* Start Rows *

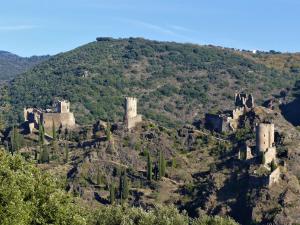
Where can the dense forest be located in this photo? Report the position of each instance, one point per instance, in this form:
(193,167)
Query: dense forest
(29,196)
(175,83)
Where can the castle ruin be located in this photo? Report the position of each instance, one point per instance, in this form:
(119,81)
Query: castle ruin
(131,117)
(229,120)
(61,117)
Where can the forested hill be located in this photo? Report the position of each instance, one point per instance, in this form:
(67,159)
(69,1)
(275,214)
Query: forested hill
(11,65)
(174,83)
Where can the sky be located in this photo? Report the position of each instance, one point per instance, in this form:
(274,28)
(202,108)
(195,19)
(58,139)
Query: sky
(39,27)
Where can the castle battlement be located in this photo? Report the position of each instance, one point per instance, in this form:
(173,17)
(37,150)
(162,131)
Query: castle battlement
(131,117)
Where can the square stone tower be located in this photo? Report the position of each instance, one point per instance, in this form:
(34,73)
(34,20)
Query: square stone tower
(63,106)
(264,136)
(131,117)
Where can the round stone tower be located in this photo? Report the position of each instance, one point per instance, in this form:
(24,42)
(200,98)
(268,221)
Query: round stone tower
(264,136)
(63,106)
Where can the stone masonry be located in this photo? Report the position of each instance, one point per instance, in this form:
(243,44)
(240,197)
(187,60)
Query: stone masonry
(131,117)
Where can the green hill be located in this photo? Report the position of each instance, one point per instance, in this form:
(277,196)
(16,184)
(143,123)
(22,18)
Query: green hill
(11,65)
(174,82)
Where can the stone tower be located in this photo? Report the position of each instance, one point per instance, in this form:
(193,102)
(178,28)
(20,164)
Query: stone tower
(264,136)
(131,117)
(63,107)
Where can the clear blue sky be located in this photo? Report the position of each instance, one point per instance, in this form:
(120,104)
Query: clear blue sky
(36,27)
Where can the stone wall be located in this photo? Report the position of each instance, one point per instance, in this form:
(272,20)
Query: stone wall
(64,120)
(63,107)
(131,117)
(264,136)
(274,177)
(270,155)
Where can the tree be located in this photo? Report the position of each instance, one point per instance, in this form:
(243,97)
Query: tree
(66,133)
(123,187)
(112,191)
(66,153)
(15,141)
(44,157)
(161,165)
(108,132)
(263,159)
(98,178)
(41,133)
(149,167)
(54,134)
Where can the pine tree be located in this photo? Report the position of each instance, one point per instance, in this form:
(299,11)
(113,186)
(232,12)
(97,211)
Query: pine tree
(161,164)
(149,167)
(112,191)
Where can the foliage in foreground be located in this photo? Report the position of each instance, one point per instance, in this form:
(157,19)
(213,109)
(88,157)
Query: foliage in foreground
(28,196)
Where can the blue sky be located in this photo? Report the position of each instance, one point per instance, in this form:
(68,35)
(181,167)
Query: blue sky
(36,27)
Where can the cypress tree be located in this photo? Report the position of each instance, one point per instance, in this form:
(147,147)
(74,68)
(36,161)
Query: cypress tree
(123,187)
(66,153)
(98,178)
(44,157)
(112,191)
(108,132)
(41,133)
(263,159)
(161,165)
(149,167)
(54,134)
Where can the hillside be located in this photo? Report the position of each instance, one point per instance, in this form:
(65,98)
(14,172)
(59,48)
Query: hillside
(175,83)
(11,65)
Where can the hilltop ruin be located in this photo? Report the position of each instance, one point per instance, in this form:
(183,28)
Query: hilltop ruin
(61,117)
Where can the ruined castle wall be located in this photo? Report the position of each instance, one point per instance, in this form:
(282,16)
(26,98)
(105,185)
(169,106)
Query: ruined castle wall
(60,120)
(131,122)
(130,107)
(131,116)
(264,136)
(63,107)
(270,155)
(274,177)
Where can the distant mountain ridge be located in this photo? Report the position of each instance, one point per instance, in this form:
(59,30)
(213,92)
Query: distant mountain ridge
(175,83)
(11,64)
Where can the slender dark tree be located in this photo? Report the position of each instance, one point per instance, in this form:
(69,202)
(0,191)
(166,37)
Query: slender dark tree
(123,187)
(98,178)
(149,167)
(66,153)
(15,141)
(41,133)
(161,165)
(273,165)
(54,134)
(112,192)
(44,157)
(108,132)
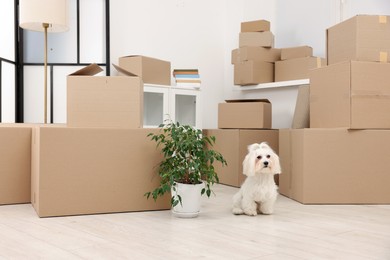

* End Rows *

■ Problem to solve ■
Can you return every one of the records above verbatim, omitting the pictures?

■ Solution to this problem ■
Where can the dense forest be located in this photo? Report the position of each instance, one point per instance, in this form:
(193,167)
Query: dense forest
(29,196)
(175,83)
Where can the castle ruin be located in this photo? Report the position of each instance, one point per instance, in this form:
(119,81)
Query: castle ruin
(131,117)
(229,120)
(61,117)
Where can the forested hill be located in this photo? Report the position of each instance, one point per instance, in this form:
(67,159)
(69,1)
(275,214)
Query: forested hill
(11,65)
(174,83)
Where can the sky be located in this photo? Report the position of each instance, one point per instance, in this form:
(274,28)
(202,108)
(195,19)
(58,139)
Query: sky
(39,27)
Where can the castle battlement be located in this photo? Report the position of each instance, one point per instance, in this form:
(173,17)
(37,150)
(162,131)
Query: castle battlement
(131,117)
Where can the square stone tower be located in this photo? Report the position of each instance, one point per instance, in this form:
(34,73)
(34,20)
Query: square stone tower
(63,106)
(264,136)
(131,117)
Where can the round stone tower be located in this photo? Report the position of each instance, one point per instance, in this form:
(24,42)
(200,98)
(268,221)
Query: round stone tower
(264,136)
(63,106)
Where can the stone masonry be located in this photo? Report the position of each instance, one point per instance, in this form:
(243,44)
(240,197)
(187,60)
Query: stone masonry
(131,117)
Where can the green hill be located in this photo? Report the position of each instance, one point per instance, in this form:
(277,196)
(16,184)
(143,123)
(22,18)
Query: green hill
(11,65)
(174,82)
Where can the stone tower be located in this photo? Report the position of each instance, one point per instance, in this form:
(193,102)
(178,28)
(20,164)
Query: stone tower
(264,136)
(131,117)
(63,107)
Where can the clear blue sky be located in this photo? Report the position of each instance, one point per instance, in this form:
(120,104)
Query: clear blue sky
(36,27)
Where can the stone wall be located in this photo? Report the position of each instance, one point per instance, in this form:
(272,20)
Query: stone wall
(64,120)
(63,107)
(131,117)
(264,136)
(274,177)
(270,155)
Where can the tree be located in this photo? Report the position of each instance, one point per instance, in this form:
(243,97)
Query: tree
(66,133)
(123,187)
(112,191)
(66,153)
(15,141)
(44,157)
(161,165)
(108,132)
(263,159)
(98,178)
(41,133)
(149,167)
(54,134)
Where can the pine tree be located in this photo? Report the position of each instance, one point per instance, in this form:
(299,11)
(113,186)
(232,12)
(97,211)
Query: pine tree
(161,164)
(149,167)
(112,191)
Where can the foliage in foreground be located in this photo? Report the position of each instance, one point per instance, in this form:
(157,19)
(213,109)
(88,157)
Query: foliage in foreground
(28,196)
Where can the blue sky be located in this photo? Report the position of each instance, one point per instance, in this form:
(68,35)
(181,167)
Query: blue sky
(36,27)
Where can the cypress tree be located in this photo? Report the position of each instance, one point per instance, in this form:
(147,147)
(74,68)
(36,161)
Query: cypress tree
(123,187)
(66,153)
(98,178)
(44,157)
(112,191)
(108,132)
(41,133)
(263,159)
(161,165)
(149,167)
(54,134)
Where can the hillside be located in this photo? Report the position of each instance, one point per instance, in this form:
(65,98)
(14,172)
(59,48)
Query: hillside
(175,83)
(11,65)
Where can the hilltop ruin be located in this photo? Report the position of each instance, one point per instance, in this form:
(183,28)
Query: hilltop ruin
(61,117)
Where can the ruined castle wall be located in this photo? Report the position of each instance, one point per instance, in this form:
(282,16)
(26,98)
(105,185)
(169,106)
Query: ruined castle wall
(60,120)
(131,122)
(130,107)
(131,116)
(264,136)
(63,107)
(270,155)
(274,177)
Where can the distant mountain ridge be located in this photo? Report the position of each instance, one point per instance, in this form:
(59,30)
(213,92)
Query: distant mountain ridge
(175,83)
(11,64)
Where can the slender dark tree be located in this photo? Report the position of each instance, one point per instance, in this form:
(69,202)
(0,191)
(166,37)
Query: slender dark tree
(123,187)
(98,178)
(149,167)
(66,153)
(15,141)
(41,133)
(161,165)
(273,165)
(54,134)
(112,192)
(44,157)
(108,132)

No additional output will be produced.